Problem to solve
In the passage on the chi-square test for goodness of fit below, what job does the writer imagine having for the example?

Text passage
Chi-square for goodness of fit
How much would not have paid King Solomon to know something more about calculating odds!. And he was quite wise. But surely, if he had had a minimal understanding of statistics, his decisions would have been much easier. And, of course, he almost certainly would not have had to cut children in half. Clear that, in this case, he would not be famous now. Historical characters are like popular festivities: the wilder, the more preferred.
And to show you what I mean I’m going to imagine, as usual, an example so stupid that you will end up wanting to keep reading.
Let’s suppose for a delusional moment that I’m a security guard at a giant candy store. Someone tell me that a child has been caught with a bag of candy that has been allegedly stolen from the giant barrel full of candy in the store. The poor kid says he has done nothing wrong and that he has bought the bag at another store but, of course, what could he say?. What could we do?. I know… split the child in half, as would King Solomon.

Stored records

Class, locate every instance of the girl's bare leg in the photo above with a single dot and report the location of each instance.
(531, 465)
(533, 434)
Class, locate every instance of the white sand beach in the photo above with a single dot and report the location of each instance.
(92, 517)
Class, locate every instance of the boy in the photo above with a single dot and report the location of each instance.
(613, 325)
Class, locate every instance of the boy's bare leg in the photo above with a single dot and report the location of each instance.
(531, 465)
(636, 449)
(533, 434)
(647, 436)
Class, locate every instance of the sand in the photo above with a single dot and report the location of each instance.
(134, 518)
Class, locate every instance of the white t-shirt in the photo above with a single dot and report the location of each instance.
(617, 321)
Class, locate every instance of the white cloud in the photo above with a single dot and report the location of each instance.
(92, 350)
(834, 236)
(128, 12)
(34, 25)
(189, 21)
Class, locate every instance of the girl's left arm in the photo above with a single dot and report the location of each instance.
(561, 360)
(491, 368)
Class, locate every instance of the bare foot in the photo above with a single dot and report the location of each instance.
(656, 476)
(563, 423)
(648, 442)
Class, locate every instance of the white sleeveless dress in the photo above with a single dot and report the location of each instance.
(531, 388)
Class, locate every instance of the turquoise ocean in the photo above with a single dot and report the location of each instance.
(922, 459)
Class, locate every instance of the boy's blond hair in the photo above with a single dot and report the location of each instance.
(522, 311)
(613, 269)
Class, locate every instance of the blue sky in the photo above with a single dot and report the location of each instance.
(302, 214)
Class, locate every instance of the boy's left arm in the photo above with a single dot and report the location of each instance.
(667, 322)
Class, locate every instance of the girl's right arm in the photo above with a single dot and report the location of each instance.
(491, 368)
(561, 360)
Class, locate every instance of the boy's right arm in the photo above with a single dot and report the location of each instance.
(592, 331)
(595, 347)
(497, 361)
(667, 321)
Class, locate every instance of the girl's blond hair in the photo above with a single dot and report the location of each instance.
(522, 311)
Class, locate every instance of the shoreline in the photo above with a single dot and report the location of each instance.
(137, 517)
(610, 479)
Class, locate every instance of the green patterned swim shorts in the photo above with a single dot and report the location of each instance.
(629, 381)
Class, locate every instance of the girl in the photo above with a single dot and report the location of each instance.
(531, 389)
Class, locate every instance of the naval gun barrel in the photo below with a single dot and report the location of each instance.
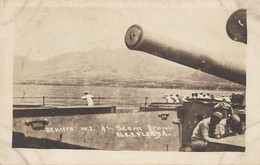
(136, 38)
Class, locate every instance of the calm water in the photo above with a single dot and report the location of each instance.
(125, 99)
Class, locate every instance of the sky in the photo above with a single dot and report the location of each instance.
(43, 30)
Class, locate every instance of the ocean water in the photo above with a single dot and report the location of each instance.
(124, 98)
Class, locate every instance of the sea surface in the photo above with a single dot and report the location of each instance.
(126, 99)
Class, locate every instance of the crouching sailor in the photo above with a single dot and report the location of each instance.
(88, 97)
(204, 132)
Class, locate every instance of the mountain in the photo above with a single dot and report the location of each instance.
(98, 64)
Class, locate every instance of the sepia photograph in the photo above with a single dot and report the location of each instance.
(151, 76)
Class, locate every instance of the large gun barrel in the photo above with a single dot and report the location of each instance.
(136, 38)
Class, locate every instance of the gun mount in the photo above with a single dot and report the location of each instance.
(136, 38)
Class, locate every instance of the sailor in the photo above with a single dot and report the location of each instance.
(225, 108)
(205, 131)
(232, 127)
(88, 97)
(172, 98)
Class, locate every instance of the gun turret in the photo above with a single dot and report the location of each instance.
(137, 38)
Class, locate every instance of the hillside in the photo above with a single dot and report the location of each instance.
(105, 64)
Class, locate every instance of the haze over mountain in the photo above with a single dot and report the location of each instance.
(97, 64)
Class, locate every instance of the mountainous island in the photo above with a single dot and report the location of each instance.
(119, 67)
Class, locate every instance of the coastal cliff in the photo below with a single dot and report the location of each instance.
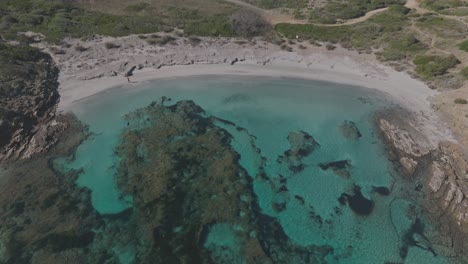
(439, 176)
(28, 100)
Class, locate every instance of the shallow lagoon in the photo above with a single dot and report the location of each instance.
(269, 109)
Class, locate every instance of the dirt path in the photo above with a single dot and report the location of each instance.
(431, 38)
(414, 4)
(275, 16)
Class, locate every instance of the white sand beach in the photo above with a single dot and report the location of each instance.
(84, 75)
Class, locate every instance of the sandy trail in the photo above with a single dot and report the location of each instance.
(85, 74)
(275, 16)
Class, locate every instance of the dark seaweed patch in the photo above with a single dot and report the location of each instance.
(357, 202)
(381, 190)
(340, 164)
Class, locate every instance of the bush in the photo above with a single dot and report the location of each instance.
(464, 73)
(464, 45)
(429, 66)
(333, 11)
(137, 7)
(401, 47)
(111, 45)
(80, 48)
(249, 23)
(330, 46)
(211, 26)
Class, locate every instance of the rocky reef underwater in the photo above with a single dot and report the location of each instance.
(244, 177)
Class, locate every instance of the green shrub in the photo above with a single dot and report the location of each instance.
(401, 47)
(464, 73)
(211, 26)
(81, 48)
(333, 11)
(464, 45)
(137, 7)
(364, 35)
(429, 66)
(111, 45)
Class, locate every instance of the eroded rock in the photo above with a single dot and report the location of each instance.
(409, 165)
(340, 167)
(301, 145)
(350, 130)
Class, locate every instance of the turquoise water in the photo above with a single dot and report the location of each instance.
(269, 109)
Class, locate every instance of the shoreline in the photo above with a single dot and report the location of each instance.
(85, 74)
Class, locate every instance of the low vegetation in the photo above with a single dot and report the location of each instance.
(464, 73)
(270, 4)
(334, 10)
(58, 19)
(248, 23)
(371, 33)
(430, 66)
(211, 26)
(438, 5)
(464, 45)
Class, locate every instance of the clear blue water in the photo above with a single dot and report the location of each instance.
(270, 108)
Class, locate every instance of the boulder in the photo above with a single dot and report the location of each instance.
(349, 130)
(301, 145)
(409, 165)
(340, 167)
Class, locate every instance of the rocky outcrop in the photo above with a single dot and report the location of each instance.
(350, 130)
(443, 172)
(448, 181)
(340, 167)
(28, 99)
(45, 217)
(188, 190)
(402, 141)
(301, 145)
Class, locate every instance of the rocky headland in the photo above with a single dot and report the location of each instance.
(433, 175)
(29, 97)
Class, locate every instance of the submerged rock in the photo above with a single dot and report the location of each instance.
(381, 190)
(340, 167)
(409, 165)
(350, 130)
(301, 145)
(357, 202)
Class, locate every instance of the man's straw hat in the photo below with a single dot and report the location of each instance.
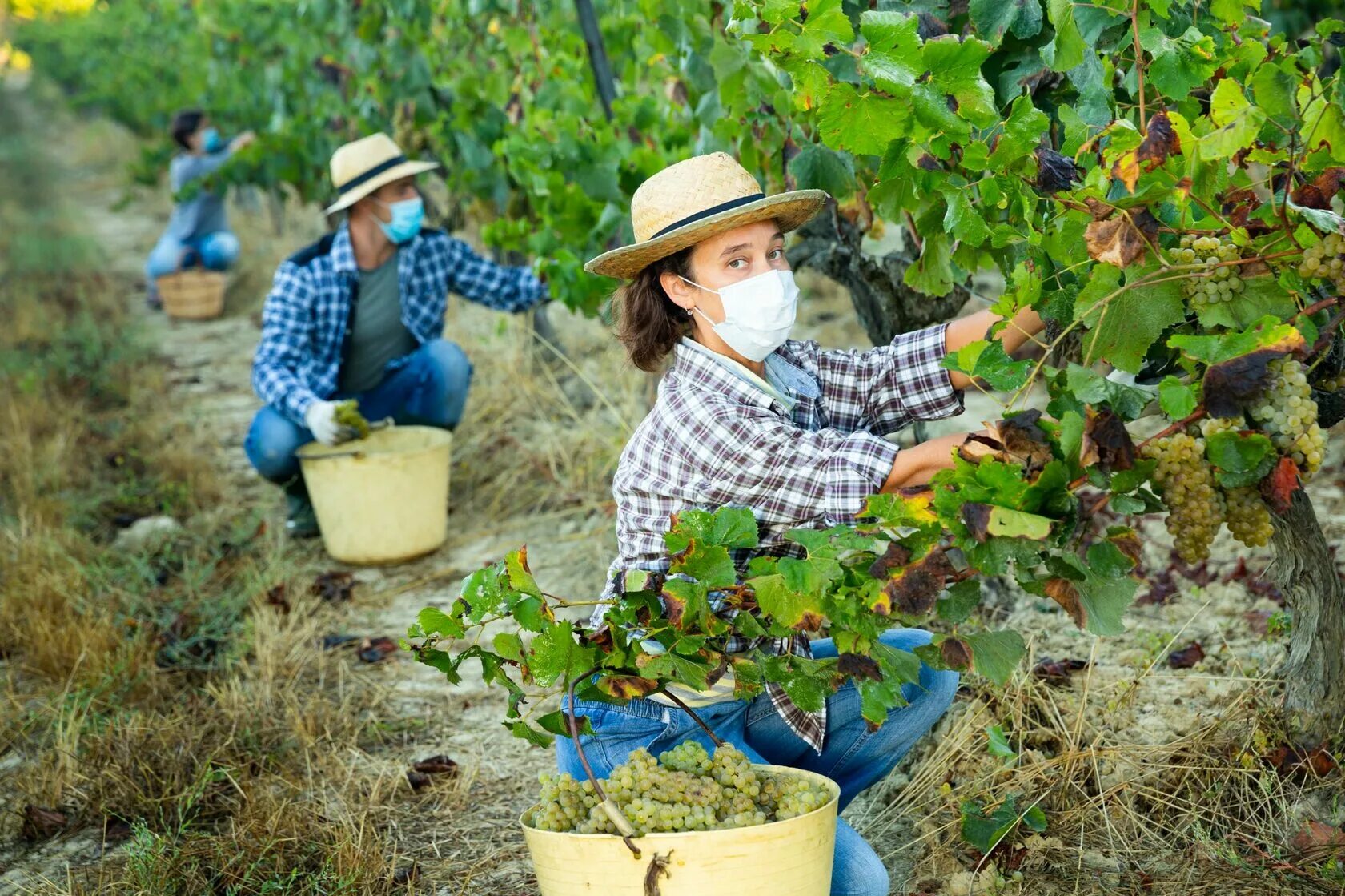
(363, 166)
(694, 201)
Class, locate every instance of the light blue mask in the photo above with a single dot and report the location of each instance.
(211, 142)
(408, 215)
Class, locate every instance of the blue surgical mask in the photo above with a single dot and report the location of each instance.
(211, 142)
(408, 215)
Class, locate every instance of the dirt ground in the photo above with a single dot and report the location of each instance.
(521, 475)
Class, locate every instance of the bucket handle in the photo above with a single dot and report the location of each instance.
(613, 811)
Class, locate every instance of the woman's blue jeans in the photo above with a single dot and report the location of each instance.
(429, 389)
(853, 757)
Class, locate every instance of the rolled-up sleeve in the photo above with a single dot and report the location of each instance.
(884, 389)
(789, 476)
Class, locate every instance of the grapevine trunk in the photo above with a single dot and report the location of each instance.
(1315, 674)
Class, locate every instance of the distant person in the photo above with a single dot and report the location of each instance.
(359, 314)
(198, 233)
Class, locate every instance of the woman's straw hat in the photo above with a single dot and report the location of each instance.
(363, 166)
(694, 201)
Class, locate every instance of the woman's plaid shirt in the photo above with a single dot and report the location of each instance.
(306, 320)
(716, 440)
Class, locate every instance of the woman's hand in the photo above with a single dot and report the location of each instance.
(917, 464)
(1024, 326)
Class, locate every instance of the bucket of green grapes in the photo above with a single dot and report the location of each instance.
(686, 824)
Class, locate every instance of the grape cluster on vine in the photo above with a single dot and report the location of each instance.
(1220, 281)
(1194, 502)
(685, 789)
(1325, 261)
(1287, 413)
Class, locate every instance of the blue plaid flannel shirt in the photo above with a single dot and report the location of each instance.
(306, 320)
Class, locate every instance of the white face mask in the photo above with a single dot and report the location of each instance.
(757, 312)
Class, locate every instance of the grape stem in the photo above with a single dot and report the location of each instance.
(613, 811)
(697, 719)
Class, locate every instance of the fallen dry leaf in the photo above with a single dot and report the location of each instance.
(1186, 657)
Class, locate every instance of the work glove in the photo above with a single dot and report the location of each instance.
(320, 420)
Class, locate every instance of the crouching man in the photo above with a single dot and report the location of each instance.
(361, 315)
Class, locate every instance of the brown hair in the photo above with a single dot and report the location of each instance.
(647, 322)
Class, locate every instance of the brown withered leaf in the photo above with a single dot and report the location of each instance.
(41, 822)
(1107, 441)
(375, 650)
(1319, 840)
(1058, 672)
(1319, 191)
(1160, 142)
(276, 597)
(1067, 595)
(1279, 484)
(1293, 761)
(1186, 657)
(1024, 440)
(858, 666)
(957, 653)
(1054, 171)
(627, 686)
(436, 765)
(893, 557)
(334, 587)
(1230, 385)
(1123, 239)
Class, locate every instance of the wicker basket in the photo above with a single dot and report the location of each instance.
(193, 294)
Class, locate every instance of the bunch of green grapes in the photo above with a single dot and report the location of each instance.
(348, 417)
(1246, 514)
(1220, 281)
(1194, 502)
(686, 789)
(1325, 261)
(1287, 413)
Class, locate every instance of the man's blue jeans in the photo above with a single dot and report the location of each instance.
(429, 389)
(853, 757)
(214, 252)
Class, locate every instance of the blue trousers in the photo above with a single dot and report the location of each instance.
(852, 757)
(214, 252)
(428, 389)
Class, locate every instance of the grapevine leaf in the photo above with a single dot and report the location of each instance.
(435, 621)
(993, 18)
(862, 124)
(985, 521)
(1176, 399)
(1125, 323)
(785, 605)
(1240, 459)
(709, 565)
(1279, 486)
(959, 601)
(1239, 122)
(555, 654)
(986, 360)
(996, 654)
(819, 168)
(1178, 65)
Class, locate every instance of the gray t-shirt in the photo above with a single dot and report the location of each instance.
(203, 214)
(378, 335)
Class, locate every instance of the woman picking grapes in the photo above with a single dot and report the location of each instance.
(747, 417)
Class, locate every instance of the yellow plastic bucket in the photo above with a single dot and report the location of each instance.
(381, 500)
(789, 858)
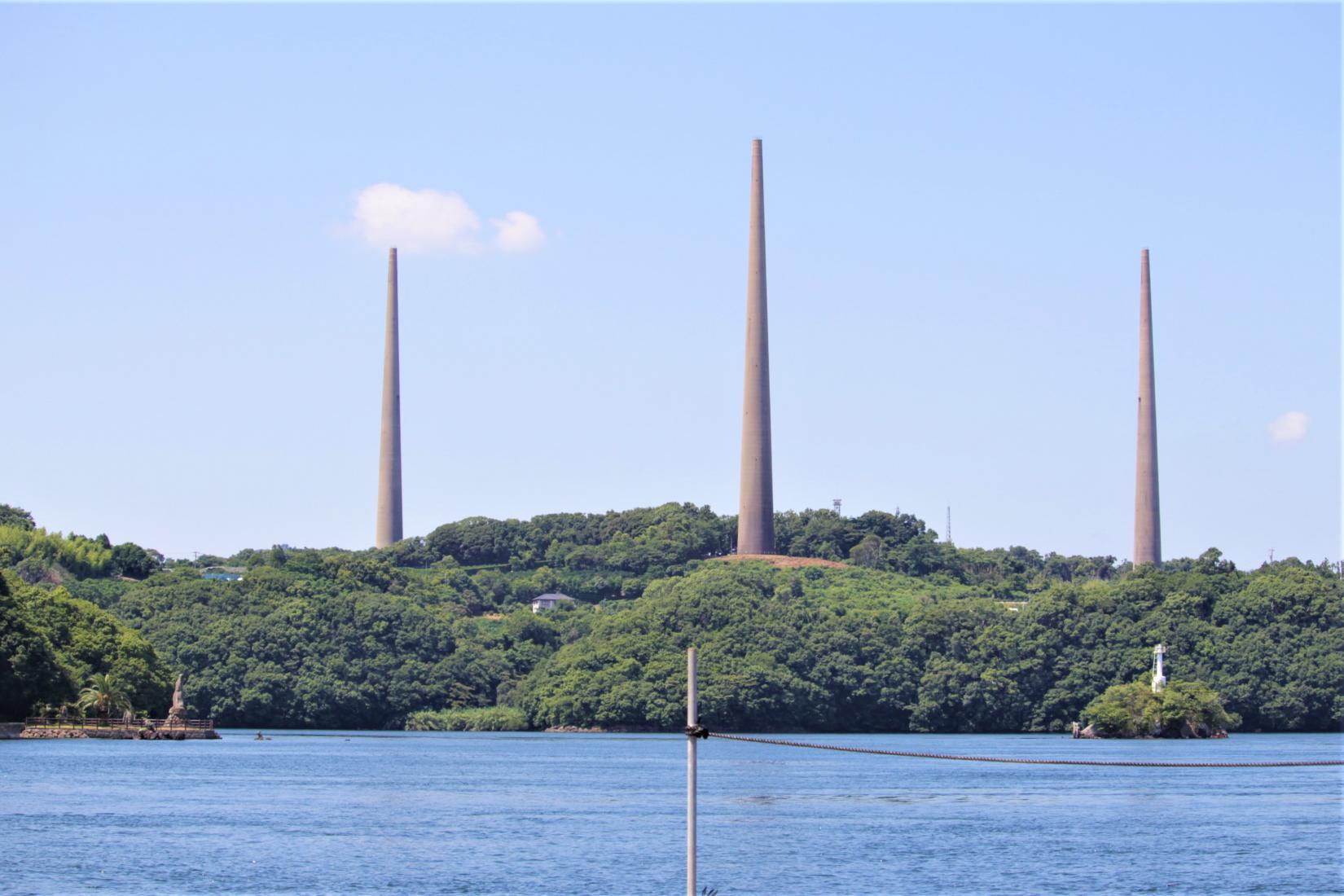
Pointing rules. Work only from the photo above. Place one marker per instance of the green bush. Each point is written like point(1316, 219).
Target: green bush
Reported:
point(473, 719)
point(1180, 709)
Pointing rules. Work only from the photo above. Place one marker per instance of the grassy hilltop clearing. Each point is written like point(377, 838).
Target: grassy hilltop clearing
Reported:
point(909, 635)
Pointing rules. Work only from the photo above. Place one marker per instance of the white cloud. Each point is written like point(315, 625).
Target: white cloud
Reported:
point(428, 221)
point(518, 233)
point(1289, 428)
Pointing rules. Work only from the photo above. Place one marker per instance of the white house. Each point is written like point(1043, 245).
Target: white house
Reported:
point(549, 601)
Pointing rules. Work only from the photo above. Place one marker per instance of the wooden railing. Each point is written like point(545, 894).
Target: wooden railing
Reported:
point(120, 724)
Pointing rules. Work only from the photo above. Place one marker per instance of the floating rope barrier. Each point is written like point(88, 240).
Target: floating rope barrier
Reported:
point(701, 731)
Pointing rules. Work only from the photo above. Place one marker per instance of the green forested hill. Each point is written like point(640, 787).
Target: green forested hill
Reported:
point(913, 635)
point(51, 643)
point(859, 651)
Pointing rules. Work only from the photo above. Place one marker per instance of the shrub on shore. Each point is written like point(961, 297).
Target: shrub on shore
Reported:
point(1180, 709)
point(469, 719)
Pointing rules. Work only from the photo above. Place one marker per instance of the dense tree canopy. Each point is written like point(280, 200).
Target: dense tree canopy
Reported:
point(913, 635)
point(51, 643)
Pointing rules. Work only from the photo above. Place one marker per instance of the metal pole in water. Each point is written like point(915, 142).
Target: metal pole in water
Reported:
point(692, 715)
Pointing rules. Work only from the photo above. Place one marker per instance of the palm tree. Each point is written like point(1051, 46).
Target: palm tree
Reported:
point(103, 695)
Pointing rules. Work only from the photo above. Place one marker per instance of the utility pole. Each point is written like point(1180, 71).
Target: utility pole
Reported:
point(692, 715)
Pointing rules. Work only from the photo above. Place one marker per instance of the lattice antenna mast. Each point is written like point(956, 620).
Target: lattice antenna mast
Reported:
point(1159, 679)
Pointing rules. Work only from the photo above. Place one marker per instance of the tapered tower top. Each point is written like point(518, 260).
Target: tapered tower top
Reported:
point(1148, 529)
point(389, 527)
point(756, 505)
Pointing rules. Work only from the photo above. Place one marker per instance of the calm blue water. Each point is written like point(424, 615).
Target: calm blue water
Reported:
point(459, 813)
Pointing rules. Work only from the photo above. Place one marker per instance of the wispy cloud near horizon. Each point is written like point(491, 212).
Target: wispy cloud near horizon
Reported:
point(429, 221)
point(1289, 428)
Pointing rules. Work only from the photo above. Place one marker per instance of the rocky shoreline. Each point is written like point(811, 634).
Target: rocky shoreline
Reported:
point(45, 732)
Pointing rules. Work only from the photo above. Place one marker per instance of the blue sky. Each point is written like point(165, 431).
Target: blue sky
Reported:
point(955, 203)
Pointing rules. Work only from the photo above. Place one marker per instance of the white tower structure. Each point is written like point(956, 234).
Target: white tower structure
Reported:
point(1159, 679)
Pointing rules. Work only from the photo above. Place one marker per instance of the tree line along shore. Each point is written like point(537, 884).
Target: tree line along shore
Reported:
point(907, 633)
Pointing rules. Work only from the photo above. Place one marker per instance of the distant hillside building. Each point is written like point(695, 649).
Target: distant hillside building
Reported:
point(549, 601)
point(223, 574)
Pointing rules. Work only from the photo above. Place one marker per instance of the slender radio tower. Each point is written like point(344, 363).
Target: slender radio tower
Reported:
point(389, 529)
point(1148, 531)
point(756, 505)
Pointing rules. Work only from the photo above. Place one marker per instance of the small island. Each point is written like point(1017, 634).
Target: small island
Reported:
point(1179, 709)
point(105, 695)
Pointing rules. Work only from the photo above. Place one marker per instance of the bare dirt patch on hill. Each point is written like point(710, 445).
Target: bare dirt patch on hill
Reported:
point(784, 562)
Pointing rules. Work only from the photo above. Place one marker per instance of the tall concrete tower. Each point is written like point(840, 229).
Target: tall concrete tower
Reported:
point(756, 505)
point(390, 441)
point(1148, 529)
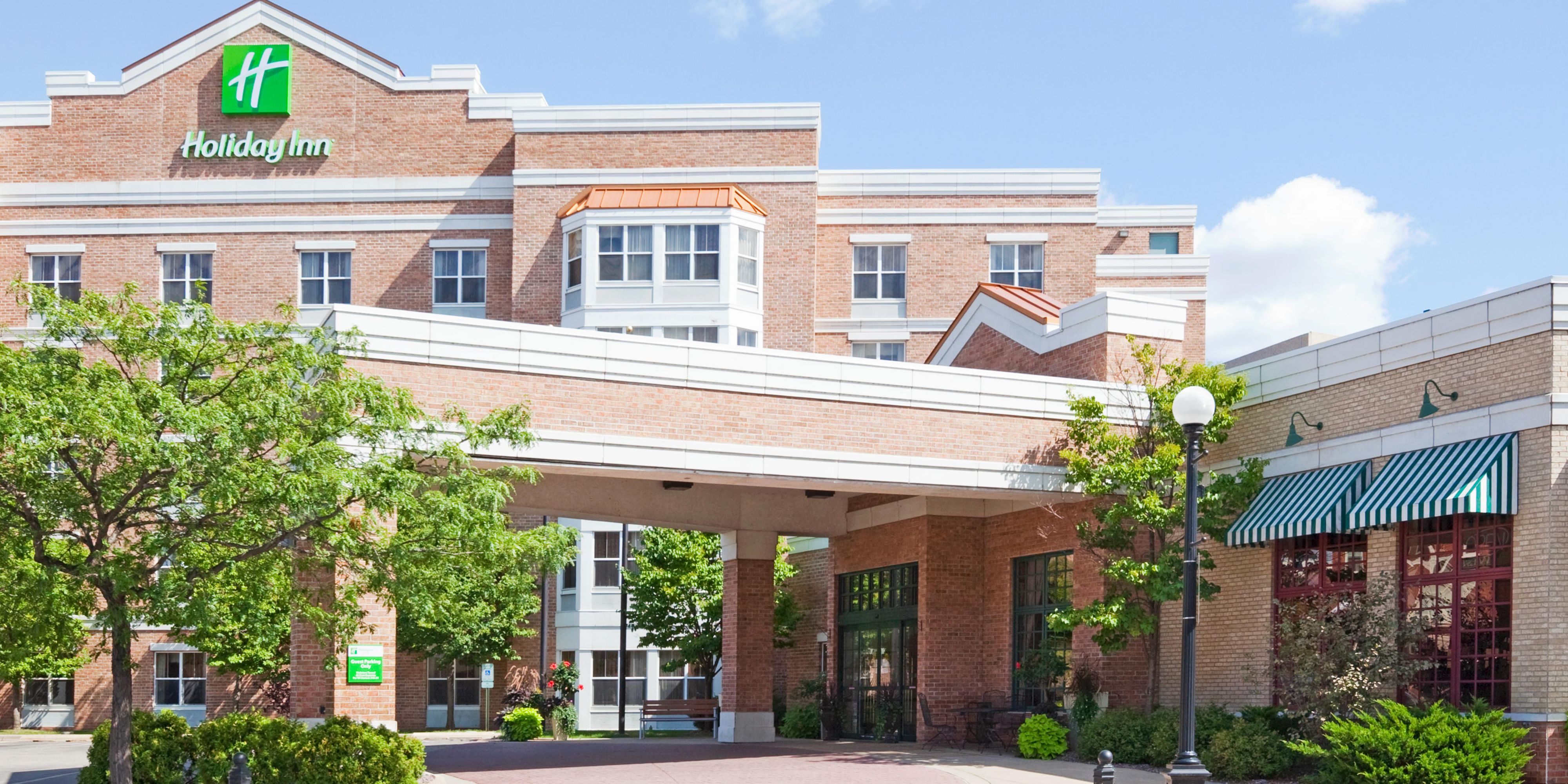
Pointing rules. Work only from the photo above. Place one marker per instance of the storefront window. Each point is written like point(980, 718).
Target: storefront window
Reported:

Written reply
A security guard at a giant candy store.